EXERCISE:
Can you print every record below exactly as written?

**** ROWS

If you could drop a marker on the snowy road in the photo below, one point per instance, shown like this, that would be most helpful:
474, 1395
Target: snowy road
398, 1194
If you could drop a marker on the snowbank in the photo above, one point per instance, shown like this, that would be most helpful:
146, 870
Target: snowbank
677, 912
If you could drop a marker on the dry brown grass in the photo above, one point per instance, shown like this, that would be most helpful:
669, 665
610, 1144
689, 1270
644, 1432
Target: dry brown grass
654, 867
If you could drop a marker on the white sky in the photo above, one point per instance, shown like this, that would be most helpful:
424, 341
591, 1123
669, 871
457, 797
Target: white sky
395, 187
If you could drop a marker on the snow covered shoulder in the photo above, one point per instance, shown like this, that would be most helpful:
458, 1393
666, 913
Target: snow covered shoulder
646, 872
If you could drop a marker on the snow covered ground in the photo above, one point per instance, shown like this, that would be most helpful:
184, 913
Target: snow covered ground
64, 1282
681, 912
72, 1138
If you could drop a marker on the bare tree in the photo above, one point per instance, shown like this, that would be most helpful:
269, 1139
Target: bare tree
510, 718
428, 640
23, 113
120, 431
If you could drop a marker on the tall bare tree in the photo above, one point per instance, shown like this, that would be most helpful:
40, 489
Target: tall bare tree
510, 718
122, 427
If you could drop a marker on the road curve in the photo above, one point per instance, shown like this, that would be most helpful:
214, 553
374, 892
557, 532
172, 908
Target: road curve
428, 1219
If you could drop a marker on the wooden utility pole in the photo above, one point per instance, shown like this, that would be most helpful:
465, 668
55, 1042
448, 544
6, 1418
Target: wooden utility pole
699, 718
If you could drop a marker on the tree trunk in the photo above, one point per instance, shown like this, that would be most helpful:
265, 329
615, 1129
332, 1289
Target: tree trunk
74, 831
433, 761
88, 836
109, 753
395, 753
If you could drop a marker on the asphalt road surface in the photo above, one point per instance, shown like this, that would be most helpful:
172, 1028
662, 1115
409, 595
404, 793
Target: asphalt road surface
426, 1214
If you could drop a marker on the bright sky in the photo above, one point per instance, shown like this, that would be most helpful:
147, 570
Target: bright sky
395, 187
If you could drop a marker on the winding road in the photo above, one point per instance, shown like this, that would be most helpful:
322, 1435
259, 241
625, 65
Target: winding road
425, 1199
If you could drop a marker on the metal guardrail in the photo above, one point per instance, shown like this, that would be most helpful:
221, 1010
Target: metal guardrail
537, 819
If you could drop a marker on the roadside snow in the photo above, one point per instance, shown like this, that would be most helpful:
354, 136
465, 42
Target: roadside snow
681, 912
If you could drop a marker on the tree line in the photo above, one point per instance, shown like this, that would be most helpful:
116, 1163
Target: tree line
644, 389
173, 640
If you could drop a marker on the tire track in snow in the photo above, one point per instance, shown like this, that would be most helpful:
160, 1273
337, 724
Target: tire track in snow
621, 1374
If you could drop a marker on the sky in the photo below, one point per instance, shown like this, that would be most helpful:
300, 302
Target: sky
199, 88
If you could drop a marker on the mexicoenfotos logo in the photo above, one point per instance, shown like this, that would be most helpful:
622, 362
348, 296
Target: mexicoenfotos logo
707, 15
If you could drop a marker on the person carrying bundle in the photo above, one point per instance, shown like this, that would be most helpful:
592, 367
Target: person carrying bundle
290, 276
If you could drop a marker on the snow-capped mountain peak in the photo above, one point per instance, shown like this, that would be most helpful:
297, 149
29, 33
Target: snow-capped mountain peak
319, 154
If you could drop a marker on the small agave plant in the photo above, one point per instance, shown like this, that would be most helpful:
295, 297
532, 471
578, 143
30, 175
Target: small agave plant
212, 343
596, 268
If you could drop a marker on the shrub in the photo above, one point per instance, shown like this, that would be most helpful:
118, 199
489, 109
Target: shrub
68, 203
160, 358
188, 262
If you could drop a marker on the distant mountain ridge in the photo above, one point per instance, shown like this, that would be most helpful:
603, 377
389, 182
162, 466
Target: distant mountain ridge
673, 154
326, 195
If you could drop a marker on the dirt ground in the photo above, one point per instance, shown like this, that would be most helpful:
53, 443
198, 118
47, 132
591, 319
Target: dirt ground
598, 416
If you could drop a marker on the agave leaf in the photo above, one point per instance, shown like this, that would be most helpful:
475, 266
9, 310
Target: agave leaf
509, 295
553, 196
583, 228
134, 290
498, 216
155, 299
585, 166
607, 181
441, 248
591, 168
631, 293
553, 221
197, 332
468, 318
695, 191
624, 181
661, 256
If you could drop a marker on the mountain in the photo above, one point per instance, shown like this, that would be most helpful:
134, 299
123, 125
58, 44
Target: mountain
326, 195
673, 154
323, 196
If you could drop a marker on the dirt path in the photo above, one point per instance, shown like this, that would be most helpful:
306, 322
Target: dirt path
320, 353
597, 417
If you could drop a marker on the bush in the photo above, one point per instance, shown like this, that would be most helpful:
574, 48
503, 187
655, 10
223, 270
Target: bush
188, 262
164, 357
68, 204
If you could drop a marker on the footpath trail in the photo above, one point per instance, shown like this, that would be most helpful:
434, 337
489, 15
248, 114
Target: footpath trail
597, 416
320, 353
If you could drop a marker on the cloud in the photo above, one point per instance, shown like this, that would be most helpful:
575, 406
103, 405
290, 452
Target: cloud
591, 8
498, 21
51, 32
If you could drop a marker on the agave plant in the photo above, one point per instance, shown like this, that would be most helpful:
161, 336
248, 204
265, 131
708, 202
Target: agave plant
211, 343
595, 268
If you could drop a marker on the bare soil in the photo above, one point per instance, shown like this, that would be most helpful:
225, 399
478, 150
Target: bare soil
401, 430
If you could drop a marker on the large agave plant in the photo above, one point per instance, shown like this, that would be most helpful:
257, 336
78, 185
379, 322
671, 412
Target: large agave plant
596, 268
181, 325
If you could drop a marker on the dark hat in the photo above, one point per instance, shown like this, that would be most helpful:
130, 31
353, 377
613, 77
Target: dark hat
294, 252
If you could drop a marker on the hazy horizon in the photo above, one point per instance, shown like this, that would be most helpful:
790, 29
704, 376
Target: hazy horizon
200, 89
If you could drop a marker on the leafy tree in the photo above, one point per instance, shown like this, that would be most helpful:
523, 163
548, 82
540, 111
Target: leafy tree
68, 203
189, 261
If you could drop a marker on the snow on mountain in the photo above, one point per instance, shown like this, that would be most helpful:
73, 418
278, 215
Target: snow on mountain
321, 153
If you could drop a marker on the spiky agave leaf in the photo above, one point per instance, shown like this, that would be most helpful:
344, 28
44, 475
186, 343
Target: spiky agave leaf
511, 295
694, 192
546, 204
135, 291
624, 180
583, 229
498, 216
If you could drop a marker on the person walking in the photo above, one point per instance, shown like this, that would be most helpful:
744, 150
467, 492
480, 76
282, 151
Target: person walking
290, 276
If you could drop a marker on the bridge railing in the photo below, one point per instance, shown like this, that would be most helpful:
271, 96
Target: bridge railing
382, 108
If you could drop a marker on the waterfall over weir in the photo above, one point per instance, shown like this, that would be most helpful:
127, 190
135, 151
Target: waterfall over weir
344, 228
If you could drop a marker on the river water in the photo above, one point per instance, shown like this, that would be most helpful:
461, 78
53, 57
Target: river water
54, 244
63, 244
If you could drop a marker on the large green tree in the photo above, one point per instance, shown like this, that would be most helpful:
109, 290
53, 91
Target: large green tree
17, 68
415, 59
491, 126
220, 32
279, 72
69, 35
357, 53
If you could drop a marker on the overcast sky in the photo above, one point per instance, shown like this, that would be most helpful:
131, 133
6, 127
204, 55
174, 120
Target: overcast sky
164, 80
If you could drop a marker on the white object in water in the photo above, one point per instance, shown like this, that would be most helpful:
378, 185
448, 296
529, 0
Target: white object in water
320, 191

********

COMPLETED TASK:
If you could drop a marker on the snowy road in the photo below, one point per instance, shown like this, that would be most helpful:
474, 1395
Target: snowy road
398, 1194
If you could drop a marker on the snowbank in the photo above, one point per instance, shown like this, that would be most helpful:
146, 870
Target: snowbank
677, 912
If you could drop a marker on the dry brown grass in the photo above, one point per instance, shown like this, that would be most helpful:
669, 665
610, 1144
689, 1270
644, 1432
Target: dry brown grass
654, 867
If you could drop a marker on the white sky in the photo above, one point per instance, shown like this, that would be most helpful:
424, 341
591, 1123
669, 871
457, 797
Target: white sky
395, 187
If you could drop a marker on the snow covered shoulder in the photo above, one point per instance, shown like this, that would be most helpful:
458, 1393
666, 913
Target: snow covered shoulder
646, 872
If you could drop a marker on the snow covered ground in the photo above, one point per instance, shown like this, that would be most helpful:
184, 913
Target: snow covered ground
64, 1282
681, 912
72, 1138
If you could drop a marker on the bare tree in the photo above, one point per instance, shown like this, that would be most helpful:
269, 1139
Target: bare tree
510, 718
428, 640
23, 113
120, 431
If you could drop a marker on the tall bare tree in the photo above, one point per instance, shown like this, that would be most helpful:
40, 489
Target: tall bare tree
510, 718
122, 427
If you could drop a marker on the road curve in the photo above, one point per instance, shown like this, that would be most helpful:
214, 553
374, 892
557, 532
172, 908
Target: road curve
428, 1219
If you could drop a marker on the wooden utility pole in the photo above, one point per instance, shown like this, that would be most helpful:
465, 668
55, 1042
448, 544
6, 1418
Target: wooden utility pole
699, 718
If you could drop a marker on the tree trunk in the photo above, one point per instance, shown like this, that would be most helpful:
265, 329
615, 1129
332, 1289
Target: tree trunk
74, 831
433, 761
88, 836
109, 753
395, 753
If you could drop a marker on the asphalt road surface in the photo above, one point per instance, shown like this, that would be most helpful:
172, 1028
662, 1115
409, 595
404, 793
Target: asphalt road surface
426, 1214
If you could drop a marker on the bright sky in the photo above, one point per instance, shown like this, that would be most helpful:
147, 570
Target: bright sky
395, 187
If you could drop a marker on the winding road in the photo above, one point per instance, shown like this, that would be most helpful:
322, 1435
259, 241
625, 65
Target: winding road
425, 1199
If you could drop a marker on the metal guardrail in the photo above, one point per instance, shown like this, that would be most helpful:
221, 1010
Target: metal guardrail
537, 819
If you could drop a marker on the roadside snow in the photo above, one point per instance, shown like this, that would be most helpful:
354, 136
465, 42
Target: roadside snow
681, 912
If you could drop a marker on the tree line in the photo above, one point per instance, shown like this, that would be most helpful:
116, 1163
Target: tree line
644, 389
173, 640
If you could drop a marker on the tire track in snow in the photo above, one point per instance, shown like this, that would be most helpful:
160, 1273
337, 724
Target: tire track in snow
621, 1374
If you could drop a marker on the sky in the photo below, one point per instance, shown like this, that would be most helpful:
300, 302
Target: sky
199, 88
If you could drop a marker on the mexicoenfotos logo in the photo above, one point per instance, shown like this, that would be most helpful:
622, 362
348, 296
Target: mexicoenfotos logo
707, 15
If you could drop a marker on the person carrying bundle in the photo above, one point per instance, shown like this, that would be most helpful:
592, 367
Target: person carrying bundle
290, 276
If you could drop a marker on the snow-capped mountain peak in the photo above, one point per instance, shown like this, that would be most helpful:
297, 149
29, 33
Target: snow-capped mountain peak
319, 154
If you could drop a marker on the small agave plant in the photo above, one point per instance, shown like this, that would be most helpful:
295, 297
532, 471
578, 143
30, 175
Target: small agave plant
212, 343
596, 268
If you could drop a marker on the shrub in the photo above, one point per instance, shown like this, that would be most helpful:
118, 199
489, 109
Target: shrub
68, 203
160, 358
188, 262
If you could drop a marker on the distant mountain ridge in the photo above, one point per instance, shown like this, that would be most helpful:
603, 377
389, 182
162, 466
Target: distant mountain ridge
673, 154
326, 195
If you could drop a marker on the dirt ground in the photo above, one point per instance, shown like this, that would be most helpful:
53, 443
198, 118
47, 132
591, 319
Target: dirt ground
598, 416
If you could drop a marker on the agave leaf in the photo above, one point per instance, shown like this, that would be most helpful:
475, 266
9, 310
Target: agave leaf
509, 295
553, 196
583, 228
134, 290
498, 216
155, 299
585, 166
607, 181
441, 248
591, 168
631, 293
553, 221
197, 332
468, 318
695, 191
624, 181
661, 256
If you could drop a marker on the mountain in the photo above, one point per instance, shown like this, that would be most helpful:
134, 299
123, 125
58, 44
Target: mountain
326, 195
673, 154
323, 196
If you could drop a marker on the dirt path in the photo above, one point per instance, shown like this, that would be most helpful:
306, 322
Target: dirt path
320, 353
597, 417
If you could drop a marker on the bush in the photo above, one point per instance, shown like this, that would be most helpful:
574, 48
503, 187
655, 10
223, 270
Target: bush
188, 262
164, 357
68, 204
If you could drop a marker on the footpath trail in the photo above, one point per instance, shown like this, that would be most helpful:
434, 337
489, 15
248, 114
Target: footpath trail
597, 416
320, 353
If you could drop a marker on the cloud in the photo above, one point per instance, shown like this, that would be most helpful:
575, 406
103, 405
290, 452
Target: cloud
591, 8
498, 21
51, 32
If you could drop a marker on the agave plant in the photo above, one point per instance, shown like this, that would be most helpful:
161, 336
248, 204
265, 131
708, 202
Target: agave plant
211, 343
595, 268
If you could drop a marker on the bare soil in the photo above, one point per instance, shown like this, that would be most helpful:
225, 399
478, 150
Target: bare soil
401, 430
If you could drop a marker on the large agave plant in the photo above, one point per instance, shown like this, that would be most helpful:
257, 336
78, 185
379, 322
671, 412
Target: large agave plant
596, 268
181, 325
If you could drop a marker on the dark hat in the photo above, one point per instance, shown like this, that would be most helpful:
130, 31
353, 377
613, 77
Target: dark hat
294, 252
If you could drop a marker on the hazy horizon in the photo above, one point per instance, shown like this, that would be most helpful:
790, 29
704, 376
Target: hazy horizon
200, 89
If you could drop a marker on the leafy tree in the photo above, one point per instance, shown like this, that would be most helpful:
523, 163
548, 82
540, 111
Target: leafy tree
68, 203
189, 261
If you could drop a marker on the snow on mountain in the photo above, one point per instance, shown like this, that would be most helpful:
73, 418
278, 215
Target: snow on mountain
321, 153
If you could drop a marker on the spiky agave leaf in the photo above, one point per instance, shown like this, that would be most helpful:
344, 28
44, 475
186, 343
Target: spiky agave leaf
511, 295
694, 192
546, 204
135, 291
624, 180
583, 229
498, 216
If you could drop a marker on the person walking in the photo above, one point per instance, shown like this, that would be most helpful:
744, 150
467, 492
480, 76
282, 151
Target: person walking
290, 276
If you could drop a marker on the bridge railing in the photo below, one point per instance, shown like this, that would be most helpful:
271, 96
Target: bridge railing
382, 108
If you could drop a marker on the waterfall over weir in the photo above, one point per instance, shown like this, that would be most helpful:
127, 190
135, 151
Target: waterfall over weir
344, 228
If you could drop a marker on the river water in the photo above, one point per instance, shown like this, that would be most helpful:
461, 78
53, 57
Target: river water
54, 244
63, 244
If you could drop a marker on the large green tree in the photo above, one point per instance, shown like this, that would be most helpful:
109, 290
53, 91
Target: large green tree
17, 68
415, 59
491, 126
220, 32
279, 72
69, 35
357, 53
If you could drop a marker on the overcast sky in the photo above, one point per instance, shown like this, that would be most helpful:
131, 133
6, 127
204, 55
174, 120
Target: overcast sky
164, 80
If you could drop a marker on the white object in water in the photo above, one point per instance, shown like this, that would be most helpful:
378, 185
448, 296
529, 0
Target: white object in water
320, 191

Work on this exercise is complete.